TASK: Reproduce every one of the items below verbatim, line for line.

____________

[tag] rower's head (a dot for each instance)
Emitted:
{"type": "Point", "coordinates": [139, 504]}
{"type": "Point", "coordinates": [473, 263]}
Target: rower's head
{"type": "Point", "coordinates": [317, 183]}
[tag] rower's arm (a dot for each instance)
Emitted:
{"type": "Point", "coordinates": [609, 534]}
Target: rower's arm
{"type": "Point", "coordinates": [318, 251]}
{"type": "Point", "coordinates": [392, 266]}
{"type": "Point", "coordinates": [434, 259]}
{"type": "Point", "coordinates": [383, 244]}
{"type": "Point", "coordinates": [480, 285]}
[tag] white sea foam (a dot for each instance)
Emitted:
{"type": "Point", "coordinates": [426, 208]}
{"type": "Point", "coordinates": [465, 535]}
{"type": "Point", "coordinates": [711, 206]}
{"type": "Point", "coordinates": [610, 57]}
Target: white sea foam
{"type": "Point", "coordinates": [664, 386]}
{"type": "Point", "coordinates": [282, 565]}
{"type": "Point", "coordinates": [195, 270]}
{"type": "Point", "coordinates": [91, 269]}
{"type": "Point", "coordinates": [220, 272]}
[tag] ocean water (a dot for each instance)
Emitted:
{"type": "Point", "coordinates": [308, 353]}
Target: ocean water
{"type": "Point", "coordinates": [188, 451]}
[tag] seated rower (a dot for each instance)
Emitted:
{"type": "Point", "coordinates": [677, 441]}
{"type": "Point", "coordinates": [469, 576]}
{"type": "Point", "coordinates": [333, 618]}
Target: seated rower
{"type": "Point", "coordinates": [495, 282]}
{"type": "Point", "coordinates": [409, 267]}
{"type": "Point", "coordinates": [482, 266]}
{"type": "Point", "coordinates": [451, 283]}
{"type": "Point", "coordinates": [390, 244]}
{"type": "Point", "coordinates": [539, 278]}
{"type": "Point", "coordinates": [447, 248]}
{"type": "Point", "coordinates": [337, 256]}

____________

RESULT FOR THIS EXERCISE:
[tag] rower's head (a dot for each instance)
Emitted:
{"type": "Point", "coordinates": [139, 504]}
{"type": "Point", "coordinates": [473, 263]}
Target: rower's head
{"type": "Point", "coordinates": [317, 183]}
[tag] rower's arm (a dot for each instance)
Emitted:
{"type": "Point", "coordinates": [609, 534]}
Target: rower's arm
{"type": "Point", "coordinates": [318, 251]}
{"type": "Point", "coordinates": [392, 266]}
{"type": "Point", "coordinates": [434, 259]}
{"type": "Point", "coordinates": [383, 244]}
{"type": "Point", "coordinates": [480, 285]}
[tag] white sea foam (a dot for each instance)
Emitted:
{"type": "Point", "coordinates": [426, 208]}
{"type": "Point", "coordinates": [465, 535]}
{"type": "Point", "coordinates": [711, 206]}
{"type": "Point", "coordinates": [610, 57]}
Target: white sea foam
{"type": "Point", "coordinates": [664, 386]}
{"type": "Point", "coordinates": [282, 565]}
{"type": "Point", "coordinates": [195, 270]}
{"type": "Point", "coordinates": [91, 269]}
{"type": "Point", "coordinates": [220, 272]}
[tag] ocean water (a dot for each instance)
Emitted:
{"type": "Point", "coordinates": [308, 353]}
Target: ocean water
{"type": "Point", "coordinates": [188, 451]}
[tag] seated rower (a dot for each instance)
Emitted:
{"type": "Point", "coordinates": [677, 441]}
{"type": "Point", "coordinates": [469, 576]}
{"type": "Point", "coordinates": [333, 618]}
Target: seated rower
{"type": "Point", "coordinates": [495, 282]}
{"type": "Point", "coordinates": [409, 267]}
{"type": "Point", "coordinates": [482, 266]}
{"type": "Point", "coordinates": [451, 283]}
{"type": "Point", "coordinates": [390, 244]}
{"type": "Point", "coordinates": [539, 278]}
{"type": "Point", "coordinates": [447, 248]}
{"type": "Point", "coordinates": [337, 256]}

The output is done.